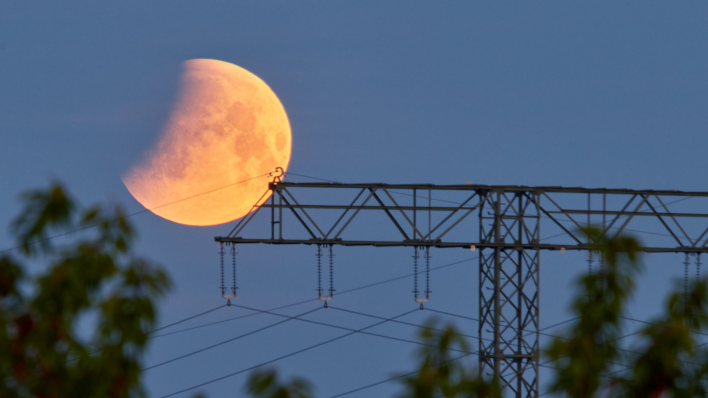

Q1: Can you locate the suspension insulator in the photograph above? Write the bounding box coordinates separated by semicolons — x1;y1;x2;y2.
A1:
▬▬▬▬▬▬
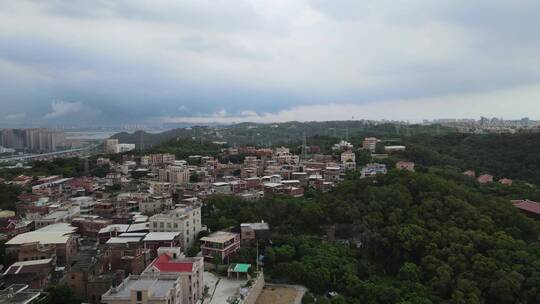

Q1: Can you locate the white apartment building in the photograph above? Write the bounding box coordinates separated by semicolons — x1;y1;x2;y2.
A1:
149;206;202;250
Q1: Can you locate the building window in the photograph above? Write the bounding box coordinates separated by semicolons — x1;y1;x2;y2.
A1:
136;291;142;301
▬▬▬▬▬▬
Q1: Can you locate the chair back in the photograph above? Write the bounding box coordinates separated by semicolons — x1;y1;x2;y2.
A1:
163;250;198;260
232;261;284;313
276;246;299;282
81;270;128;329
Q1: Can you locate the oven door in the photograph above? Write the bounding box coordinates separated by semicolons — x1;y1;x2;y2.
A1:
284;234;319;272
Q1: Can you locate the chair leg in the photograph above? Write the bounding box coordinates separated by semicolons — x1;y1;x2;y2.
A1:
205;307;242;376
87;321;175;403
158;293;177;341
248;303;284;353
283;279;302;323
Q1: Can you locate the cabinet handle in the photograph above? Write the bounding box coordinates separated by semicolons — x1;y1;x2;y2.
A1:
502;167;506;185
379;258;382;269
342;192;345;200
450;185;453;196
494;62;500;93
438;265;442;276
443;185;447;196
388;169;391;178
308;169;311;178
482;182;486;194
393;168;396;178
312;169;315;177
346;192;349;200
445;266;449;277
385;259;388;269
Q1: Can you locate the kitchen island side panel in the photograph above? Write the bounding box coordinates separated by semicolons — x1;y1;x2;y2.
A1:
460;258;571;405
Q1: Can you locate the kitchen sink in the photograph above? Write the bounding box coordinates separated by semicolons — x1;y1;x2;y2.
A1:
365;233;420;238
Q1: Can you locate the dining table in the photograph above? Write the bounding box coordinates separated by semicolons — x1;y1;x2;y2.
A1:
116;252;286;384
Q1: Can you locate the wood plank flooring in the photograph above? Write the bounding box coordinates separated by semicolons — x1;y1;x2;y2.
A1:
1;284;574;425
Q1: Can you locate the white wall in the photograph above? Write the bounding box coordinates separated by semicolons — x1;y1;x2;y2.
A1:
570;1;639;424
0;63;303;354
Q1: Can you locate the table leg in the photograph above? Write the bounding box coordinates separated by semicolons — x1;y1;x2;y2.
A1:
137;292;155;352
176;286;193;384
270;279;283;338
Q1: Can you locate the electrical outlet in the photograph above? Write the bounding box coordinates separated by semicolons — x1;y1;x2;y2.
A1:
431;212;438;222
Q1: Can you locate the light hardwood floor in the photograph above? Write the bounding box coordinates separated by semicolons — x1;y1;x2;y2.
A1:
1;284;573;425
▬▬▬▬▬▬
▸ WHAT YOU ARE ASKED TO DO: With the line holding "Q1: Can you locate the cabinet" as the first and the line holding "Q1: Can you locate the wood" as the last, set down that range of the entries above exactly, and nothing else.

▸ PROBLEM SOLUTION:
Q1: Can you locate the cabinet handle in the photograph above? Write the bounding box coordinates separated by semicolons — x1;y1;x2;y2.
A1:
502;167;506;185
379;258;382;269
342;192;345;200
450;185;453;196
494;62;500;93
438;265;442;276
443;185;447;196
388;169;391;178
308;169;311;178
482;182;486;194
393;168;396;178
312;169;315;177
346;192;349;200
445;266;449;277
385;259;388;269
Q1: Can you locate the kitchen island side panel in the photograph above? Write the bounding box coordinates separated by semicolons — x1;y1;x2;y2.
A1:
460;258;571;405
Q1: Can you locate the kitchen sink in the photograph above? Write the bounding box coordinates separated by semicolons — x1;y1;x2;y2.
A1:
365;233;420;238
Q1: Can you locate the dining table in the photograph above? Write the bounding box coordinates separated by semicolons — x1;y1;x2;y2.
A1:
116;252;286;384
Q1: Can you locate the wood plank flooring in the photograph above? Write the bounding box coordinates separated by semicolons — x1;y1;x2;y2.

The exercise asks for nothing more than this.